-- Entries on finding named items --
————————
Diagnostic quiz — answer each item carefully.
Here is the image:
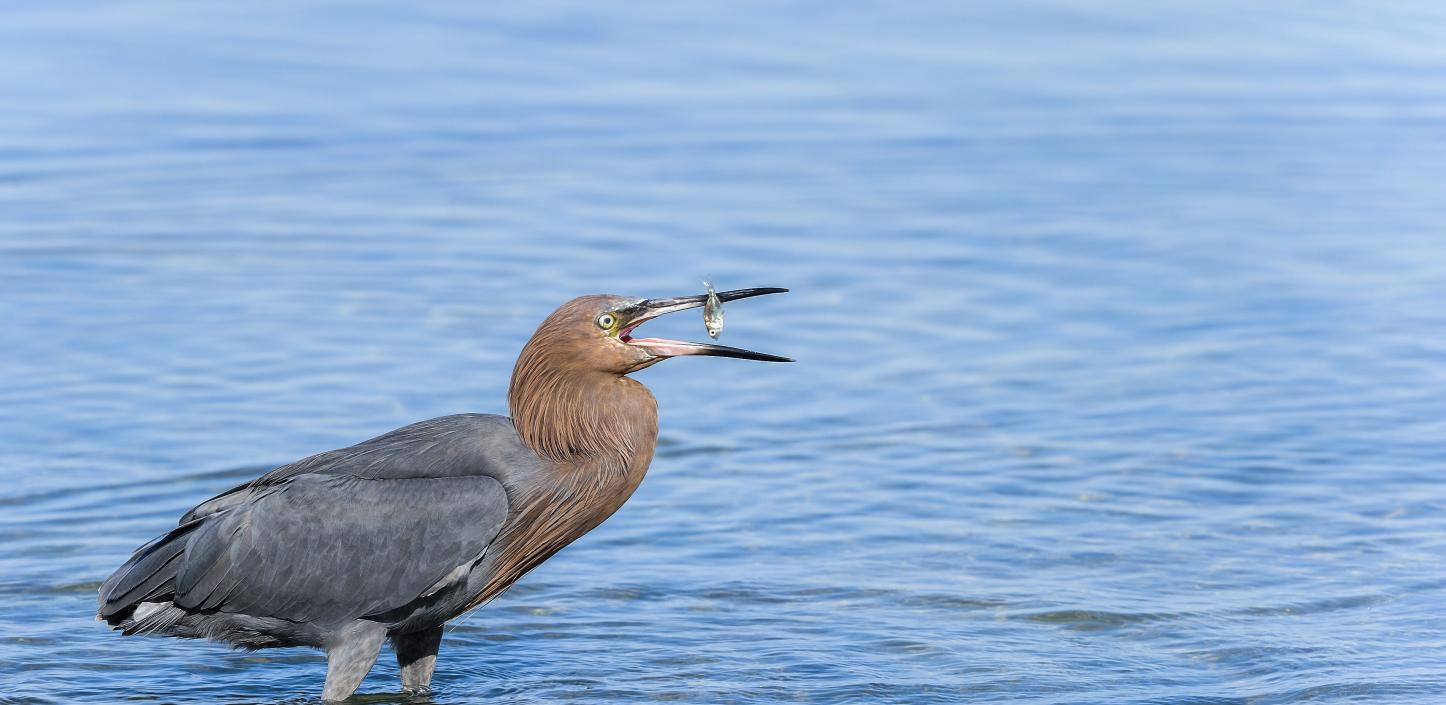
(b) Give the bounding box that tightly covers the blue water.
[0,0,1446,705]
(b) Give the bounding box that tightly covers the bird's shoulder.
[181,413,544,523]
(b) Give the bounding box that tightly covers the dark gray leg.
[321,620,386,701]
[392,627,442,691]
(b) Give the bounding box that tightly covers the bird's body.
[100,290,781,699]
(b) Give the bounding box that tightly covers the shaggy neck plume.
[508,331,658,470]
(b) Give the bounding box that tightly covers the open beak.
[619,287,792,363]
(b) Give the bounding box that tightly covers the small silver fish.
[703,279,723,339]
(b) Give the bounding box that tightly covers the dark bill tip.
[628,338,794,363]
[639,286,788,313]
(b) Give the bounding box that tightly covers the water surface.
[0,1,1446,704]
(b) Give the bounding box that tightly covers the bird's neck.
[508,360,658,470]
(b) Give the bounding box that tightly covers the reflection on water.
[0,1,1446,704]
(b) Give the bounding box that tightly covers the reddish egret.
[100,289,790,701]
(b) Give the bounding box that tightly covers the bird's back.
[100,415,547,647]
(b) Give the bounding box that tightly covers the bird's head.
[508,289,792,467]
[518,289,792,376]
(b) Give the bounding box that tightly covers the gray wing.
[175,474,508,623]
[179,413,541,524]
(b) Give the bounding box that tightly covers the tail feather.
[98,522,201,626]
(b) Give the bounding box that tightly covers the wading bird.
[100,289,790,701]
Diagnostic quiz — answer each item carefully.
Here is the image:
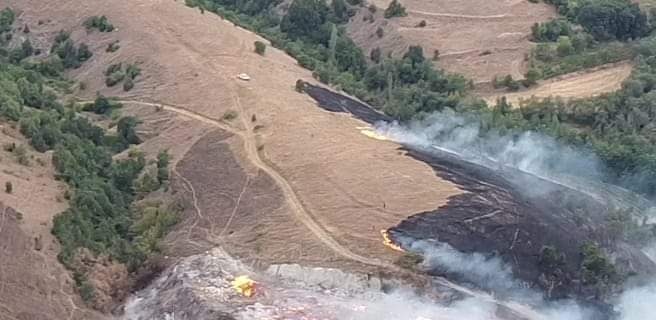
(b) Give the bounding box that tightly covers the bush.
[385,0,408,19]
[84,16,114,32]
[376,27,385,38]
[255,41,266,56]
[221,110,238,121]
[105,40,121,52]
[123,77,134,92]
[295,79,305,93]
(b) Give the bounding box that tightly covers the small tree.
[376,27,385,38]
[385,0,408,19]
[369,47,382,63]
[296,79,305,93]
[255,41,266,56]
[556,37,574,57]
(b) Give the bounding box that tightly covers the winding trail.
[408,10,514,20]
[95,95,386,269]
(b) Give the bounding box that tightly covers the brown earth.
[348,0,556,83]
[0,125,102,320]
[9,0,460,302]
[482,62,633,106]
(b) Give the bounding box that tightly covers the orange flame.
[380,230,405,252]
[231,276,255,297]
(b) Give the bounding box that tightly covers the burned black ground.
[306,85,656,302]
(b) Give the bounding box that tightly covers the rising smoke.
[368,111,656,320]
[376,111,603,186]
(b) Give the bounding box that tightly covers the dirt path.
[484,62,632,106]
[408,10,513,20]
[94,95,386,269]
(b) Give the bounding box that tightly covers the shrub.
[296,79,305,93]
[12,144,30,166]
[221,110,238,121]
[369,47,382,63]
[84,16,114,32]
[123,77,134,92]
[385,0,408,19]
[125,64,141,80]
[255,41,266,56]
[105,40,121,52]
[376,27,385,38]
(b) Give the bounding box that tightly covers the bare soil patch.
[349,0,556,83]
[10,0,460,278]
[0,124,101,320]
[484,62,633,106]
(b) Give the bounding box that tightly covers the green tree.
[280,0,329,42]
[254,41,266,56]
[330,0,349,23]
[556,37,574,57]
[385,0,408,19]
[116,117,141,144]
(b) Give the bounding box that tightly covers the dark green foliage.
[0,8,16,34]
[79,281,96,304]
[116,117,141,144]
[546,0,650,40]
[574,0,649,40]
[82,95,122,115]
[385,0,408,19]
[105,63,141,91]
[581,242,620,285]
[376,27,385,38]
[330,0,350,23]
[125,64,141,80]
[105,40,121,52]
[280,0,330,43]
[369,47,382,63]
[538,246,565,273]
[254,41,266,56]
[295,79,305,93]
[157,151,170,184]
[195,0,467,119]
[50,31,93,69]
[84,16,114,32]
[531,19,572,42]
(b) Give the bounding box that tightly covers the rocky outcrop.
[266,264,383,293]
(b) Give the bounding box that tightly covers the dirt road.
[96,99,386,269]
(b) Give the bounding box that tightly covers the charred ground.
[306,86,656,301]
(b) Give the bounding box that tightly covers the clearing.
[349,0,556,83]
[483,62,632,106]
[9,0,461,302]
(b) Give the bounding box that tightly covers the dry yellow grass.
[485,62,632,106]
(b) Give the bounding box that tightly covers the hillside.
[0,0,656,320]
[3,0,459,316]
[349,0,556,83]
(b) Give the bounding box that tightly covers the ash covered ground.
[306,85,656,319]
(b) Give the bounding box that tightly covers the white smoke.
[366,110,656,320]
[337,290,497,320]
[376,111,603,186]
[616,279,656,320]
[401,239,593,320]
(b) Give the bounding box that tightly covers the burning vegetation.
[380,230,405,252]
[231,276,256,297]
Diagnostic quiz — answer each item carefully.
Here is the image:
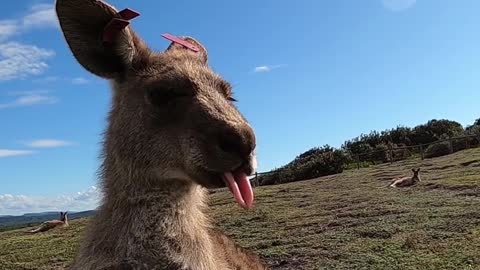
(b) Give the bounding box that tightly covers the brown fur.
[56,0,267,270]
[27,212,68,233]
[389,168,421,187]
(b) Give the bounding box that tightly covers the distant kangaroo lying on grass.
[389,168,420,187]
[28,212,68,233]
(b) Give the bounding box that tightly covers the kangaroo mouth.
[222,170,254,209]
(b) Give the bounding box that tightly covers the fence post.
[388,145,393,164]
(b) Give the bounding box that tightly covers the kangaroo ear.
[163,34,208,63]
[55,0,149,78]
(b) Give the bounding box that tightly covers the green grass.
[0,149,480,270]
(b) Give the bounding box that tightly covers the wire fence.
[211,134,480,193]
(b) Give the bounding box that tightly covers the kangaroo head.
[56,0,256,207]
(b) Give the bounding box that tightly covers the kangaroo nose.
[218,127,255,158]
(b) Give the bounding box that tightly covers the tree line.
[257,118,480,185]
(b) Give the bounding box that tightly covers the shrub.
[370,143,391,162]
[393,143,412,161]
[259,146,349,185]
[425,142,452,158]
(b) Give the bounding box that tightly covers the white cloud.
[25,139,72,148]
[72,77,89,84]
[21,4,59,29]
[0,42,55,81]
[253,64,287,72]
[0,93,58,109]
[0,4,58,81]
[0,149,34,158]
[33,76,60,83]
[382,0,417,11]
[0,4,59,40]
[0,20,19,41]
[0,186,102,215]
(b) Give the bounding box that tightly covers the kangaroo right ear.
[55,0,149,78]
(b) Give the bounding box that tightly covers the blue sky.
[0,0,480,215]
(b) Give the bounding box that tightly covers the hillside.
[0,148,480,270]
[0,210,95,232]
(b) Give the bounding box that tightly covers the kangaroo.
[27,211,68,233]
[55,0,268,270]
[389,168,421,187]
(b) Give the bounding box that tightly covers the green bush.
[425,142,452,158]
[370,143,391,162]
[259,145,349,185]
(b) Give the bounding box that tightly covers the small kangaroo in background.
[389,168,421,187]
[28,211,68,233]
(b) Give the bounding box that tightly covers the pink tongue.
[223,172,253,209]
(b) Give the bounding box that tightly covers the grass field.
[0,149,480,270]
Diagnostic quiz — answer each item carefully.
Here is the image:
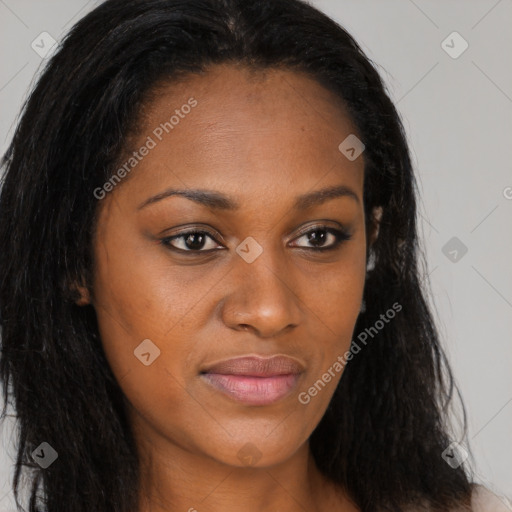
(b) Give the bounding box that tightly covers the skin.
[80,65,376,512]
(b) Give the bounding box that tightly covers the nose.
[222,252,302,338]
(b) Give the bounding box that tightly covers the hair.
[0,0,474,512]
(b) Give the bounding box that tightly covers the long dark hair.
[0,0,473,512]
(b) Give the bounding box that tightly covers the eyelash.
[160,226,352,254]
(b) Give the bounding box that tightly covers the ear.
[369,206,382,246]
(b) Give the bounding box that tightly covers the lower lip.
[202,373,300,405]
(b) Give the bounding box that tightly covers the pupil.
[309,229,326,245]
[185,233,204,249]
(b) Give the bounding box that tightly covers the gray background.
[0,0,512,511]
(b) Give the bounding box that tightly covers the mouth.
[200,356,304,405]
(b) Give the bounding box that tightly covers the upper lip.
[201,355,304,377]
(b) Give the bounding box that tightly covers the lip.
[200,356,304,405]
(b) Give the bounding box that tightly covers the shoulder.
[471,485,512,512]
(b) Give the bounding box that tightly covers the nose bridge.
[223,240,300,337]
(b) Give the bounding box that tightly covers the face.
[90,66,366,467]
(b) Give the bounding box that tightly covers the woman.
[0,0,504,512]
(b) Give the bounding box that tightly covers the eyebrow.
[138,185,360,211]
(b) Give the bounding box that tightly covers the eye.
[160,231,222,252]
[295,226,352,252]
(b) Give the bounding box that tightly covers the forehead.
[108,65,364,212]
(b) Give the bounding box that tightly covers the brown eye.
[296,226,351,251]
[161,231,218,252]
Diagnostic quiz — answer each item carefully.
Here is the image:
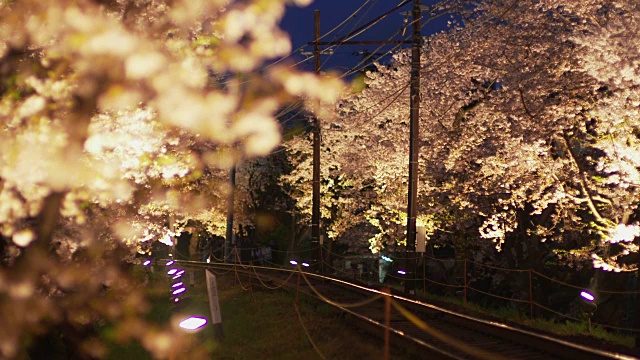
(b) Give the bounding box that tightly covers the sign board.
[416,226,427,252]
[205,270,222,339]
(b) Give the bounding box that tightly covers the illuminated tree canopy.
[0,0,341,358]
[287,0,640,271]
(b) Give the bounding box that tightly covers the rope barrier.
[233,256,251,291]
[251,266,295,290]
[298,267,382,309]
[467,260,529,272]
[391,299,506,360]
[422,277,464,288]
[533,301,640,332]
[467,285,529,304]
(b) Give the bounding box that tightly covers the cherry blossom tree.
[284,0,640,271]
[0,0,340,358]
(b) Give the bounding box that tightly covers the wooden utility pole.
[405,0,422,292]
[311,10,324,270]
[308,0,421,270]
[223,164,236,262]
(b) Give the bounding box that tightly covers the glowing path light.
[179,316,207,330]
[172,288,187,295]
[580,290,596,302]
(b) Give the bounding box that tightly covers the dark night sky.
[281,0,446,72]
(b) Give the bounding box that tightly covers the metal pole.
[224,164,236,263]
[405,0,421,293]
[311,10,322,270]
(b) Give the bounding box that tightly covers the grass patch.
[200,277,399,360]
[418,294,635,348]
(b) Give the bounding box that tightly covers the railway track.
[179,261,637,360]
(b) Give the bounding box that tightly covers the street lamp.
[179,316,207,331]
[580,290,598,333]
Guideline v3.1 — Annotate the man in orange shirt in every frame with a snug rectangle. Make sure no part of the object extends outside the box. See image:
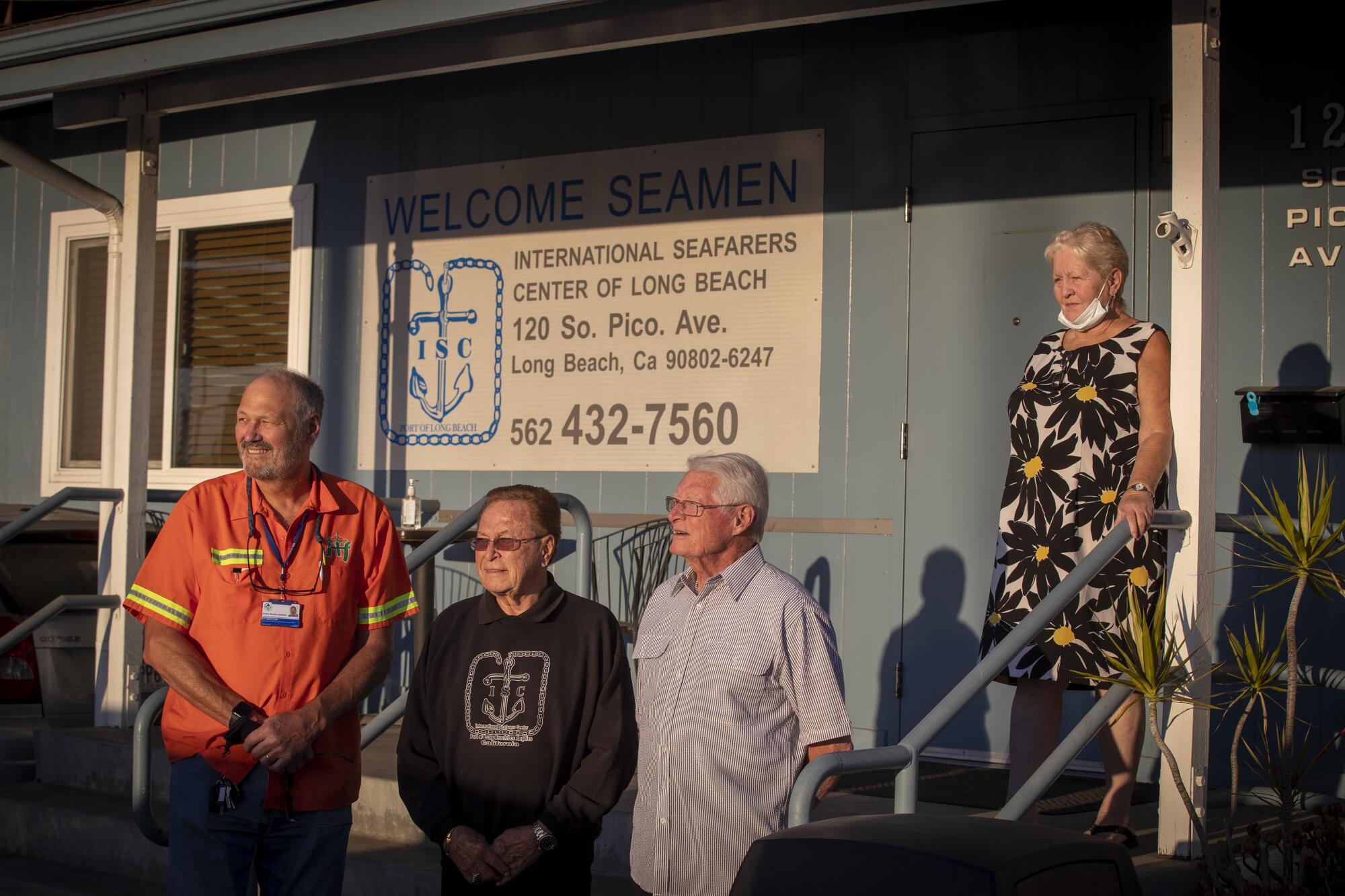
————————
-- The problem --
Put the lines of the material, starting with the one containing "(b) Give the bounding box that tightly covers the small kangaroo" and ending with the one containing "[185,233,204,249]", into a Markdown table with the columns Row and Line. Skip blank lines and leave the pictures out.

-- Response to the task --
| Row | Line |
|---|---|
| 1 | (b) Give the bounding box that tightly covers the small kangaroo in background. |
| 2 | [389,168,421,187] |
| 3 | [28,211,68,233] |
| 4 | (b) Give the bounding box that tightly covers the pink tongue. |
| 5 | [223,172,253,209] |
| 6 | (b) Give the bounding box that tightly covers the grass field. |
| 7 | [0,149,480,270] |
| 8 | Diagnostic quiz — answer each item carefully. |
| 9 | Here is the image: |
| 10 | (b) Give the bounding box that tightly covers the skin. |
| 11 | [80,65,376,512] |
| 12 | (b) Give the bounding box that tightly covers the nose. |
| 13 | [222,252,302,338] |
| 14 | (b) Give the bounding box that tightly covers the hair. |
| 15 | [0,0,474,512] |
| 16 | (b) Give the bounding box that tightly covers the long dark hair. |
| 17 | [0,0,473,512] |
| 18 | (b) Give the bounding box that tightly covers the eyelash. |
| 19 | [160,226,352,254] |
| 20 | (b) Give the bounding box that tightly covers the ear. |
| 21 | [369,206,382,246] |
| 22 | (b) Give the bounding box that tightly covers the lower lip. |
| 23 | [202,373,300,405] |
| 24 | (b) Give the bounding box that tightly covers the pupil. |
| 25 | [309,229,326,245] |
| 26 | [185,233,204,249] |